→ **提示テキスト**

Gospel music – Wikipedia

【抄訳】
 ゴスペルとは、声楽を中心とした音楽。多くの場合、合唱を伴う。キリスト教的な歌詞が歌われる。この音楽は、17世紀初頭にまで遡ることができ、黒人間で口頭で伝わった民謡にその起源がある。
 讃美歌や聖歌では、呼応式の合唱が繰り返される。多くの教会では、手拍子や足踏みが伴われ、アカペラ形式で歌われる。

ゴスペル(Gospel)の意味

 ゴスペル(Gospel)とは、「福音」という意味。キリスト教における「神の教えの到来」を指している。しかし、現在では、Black Musicの多様な発展を受けて、ゴスペルの形式も歌詞の内容も多彩化していて、宗教音楽や声楽にとらわれない幅広い分野でGospel Musicという言葉が使われている。
 しかし、救いをテーマとすること、声楽を強調すること、という基本は、GospelのIdentityとして今でも継承されている。

 下の動画は、現代を代表するGospel Singerの一人、Tasha CobbsによるFor Your Glory。

ゴスペルの前身

 ゴスペル音楽は、「黒人霊歌」と呼ばれる宗教的民謡から発展した。

 黒人霊歌(Spirituals)は、18世紀後半から19世紀にかけてアメリカ南部の黒人奴隷たちの間で生まれた音楽で、過酷な労働と抑圧の中、自由と救いを求める魂の叫びとして歌われてきた。
 キリスト教の教えと、アフリカにルーツを持つ音楽的伝統が融合したこの歌は、やがてゴスペル音楽の母体となり、20世紀以降、特に1930年代に、信仰と希望を力強く歌い上げる新たなスタイルへと発展していった。

ゴスペルの代表的な楽曲とアーティスト

 黒人霊歌が作曲者不明の民謡的音楽であったのに対し、ゴスペルは録音技術と音楽産業の発展とともに、作曲者やパフォーマーの個性が強調されるようになる。以下は今では古典と言われるゴスペルの代表曲と著名なアーティスト。

代表的なゴスペル・ソング

  • “Oh Happy Day”(エドウィン・ホーキンス・シンガーズ)
     1969年に世界的ヒットとなった曲。ゴスペルをポップスの領域にまで広げた画期的作品。
  • “Precious Lord, Take My Hand”(トーマス・A・ドーシー)
     モダン・ゴスペルの父とも呼ばれるドーシーの代表曲。マーティン・ルーサー・キング牧師が最も愛した歌としても知られる。
  • “Total Praise”(リチャード・スモールウッド)
     現代ゴスペルの定番。ハーモニーと静かな感動に満ちた賛美歌。
  • “Amazing Grace”
     もともとは白人牧師による作詞だが、ゴスペル的解釈を経て、黒人音楽の中でも広く歌われるようになった。アレサ・フランクリンのバージョンが特に有名。

ゴスペルの著名アーティスト

  • マヘリア・ジャクソン(Mahalia Jackson)
     「ゴスペルの女王」。その力強い声は、宗教音楽だけでなく公民権運動でも重要な役割を果たした。
  • アレサ・フランクリン(Aretha Franklin)
     ソウルの女王であり、幼少期から教会でゴスペルを歌い育った。ゴスペル・アルバム『Amazing Grace』(1972年)は歴史的名盤。
  • カーク・フランクリン(Kirk Franklin)
     現代ゴスペルをポップやヒップホップと融合させた革新者。若い世代の信仰と音楽の架け橋的存在。
  • ヨランダ・アダムス(Yolanda Adams)
     現代女性ゴスペル・シンガーの代表格。魂を揺さぶる歌声で高い評価を得ている。

 黒人霊歌は、名もなき人々の声として生まれ、ゴスペルはそれを礎に個人の信仰と希望を歌い上げた。そこには、音楽という枠を超えた、歴史と魂の軌跡が刻まれている。

→ **元データ**

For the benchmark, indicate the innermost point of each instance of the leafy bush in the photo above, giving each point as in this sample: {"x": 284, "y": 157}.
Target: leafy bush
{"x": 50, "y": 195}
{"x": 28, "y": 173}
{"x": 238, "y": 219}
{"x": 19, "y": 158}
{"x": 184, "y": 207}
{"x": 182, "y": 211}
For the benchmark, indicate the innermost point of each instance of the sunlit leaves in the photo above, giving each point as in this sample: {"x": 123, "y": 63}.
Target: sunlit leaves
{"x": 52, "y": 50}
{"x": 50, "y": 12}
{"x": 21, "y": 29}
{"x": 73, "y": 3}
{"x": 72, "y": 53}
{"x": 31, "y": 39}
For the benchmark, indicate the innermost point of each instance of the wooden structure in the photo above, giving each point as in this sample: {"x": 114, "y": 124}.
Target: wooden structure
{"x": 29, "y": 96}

→ **課題の指示**
ゴスペルについての文章で「代表的なゴスペル・ソング」として挙げられている曲名をすべて書き出してください。

→ **課題の解答**
“Oh Happy Day”
“Precious Lord, Take My Hand”
“Total Praise”
“Amazing Grace”